## Фрагмент документа
Верно и то, что добрые деяния неправедной стороны не могут оправдать их дела. Да, люди, стоящие на стороне зла, могут проявлять героизм или даже совершать еще более нравственные поступки — проявлять милосердие и терпимость. Судья может отдать им должное и возрадоваться тому, что некоторые люди способны подняться над ненавистью и яростью конфликта. Он также может сожалеть о злых деяниях правой стороны и печалиться о том, что ненависть, единожды вспыхнув, способна увлечь за собой кого угодно. Но это не изменит его решения о том, какая сторона права, и о том, кого винить за все то зло, что обратилось на нападающих.

## Цель
Перепишите из фрагмента документа выше отрывок, начиная со слов «Верно и то, что» и до слов «обратилось на нападающих.» включительно.

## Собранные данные
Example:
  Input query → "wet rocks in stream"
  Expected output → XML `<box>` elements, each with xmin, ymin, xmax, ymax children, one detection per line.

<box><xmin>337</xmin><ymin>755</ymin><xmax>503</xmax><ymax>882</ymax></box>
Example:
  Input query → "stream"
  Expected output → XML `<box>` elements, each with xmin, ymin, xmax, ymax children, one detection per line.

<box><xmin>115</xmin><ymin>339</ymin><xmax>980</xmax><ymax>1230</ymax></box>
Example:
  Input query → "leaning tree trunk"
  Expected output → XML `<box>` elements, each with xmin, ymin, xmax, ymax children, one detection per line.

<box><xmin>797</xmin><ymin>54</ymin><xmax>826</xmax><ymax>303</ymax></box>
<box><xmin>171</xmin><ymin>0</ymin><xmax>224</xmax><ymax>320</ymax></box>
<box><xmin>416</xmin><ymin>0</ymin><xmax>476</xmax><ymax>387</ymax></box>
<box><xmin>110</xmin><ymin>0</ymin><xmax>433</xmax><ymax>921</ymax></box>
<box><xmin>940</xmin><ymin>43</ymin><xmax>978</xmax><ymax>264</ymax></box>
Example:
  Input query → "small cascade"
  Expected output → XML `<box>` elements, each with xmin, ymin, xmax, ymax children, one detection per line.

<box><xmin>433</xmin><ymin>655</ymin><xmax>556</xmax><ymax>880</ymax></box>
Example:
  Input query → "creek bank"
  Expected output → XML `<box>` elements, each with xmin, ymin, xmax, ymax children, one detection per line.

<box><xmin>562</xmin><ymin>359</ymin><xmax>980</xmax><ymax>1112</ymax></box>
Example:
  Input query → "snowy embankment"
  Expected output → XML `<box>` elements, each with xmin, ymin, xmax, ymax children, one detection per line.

## Решение задания
Верно и то, что добрые деяния неправедной стороны не могут оправдать их дела. Да, люди, стоящие на стороне зла, могут проявлять героизм или даже совершать еще более нравственные поступки — проявлять милосердие и терпимость. Судья может отдать им должное и возрадоваться тому, что некоторые люди способны подняться над ненавистью и яростью конфликта. Он также может сожалеть о злых деяниях правой стороны и печалиться о том, что ненависть, единожды вспыхнув, способна увлечь за собой кого угодно. Но это не изменит его решения о том, какая сторона права, и о том, кого винить за все то зло, что обратилось на нападающих.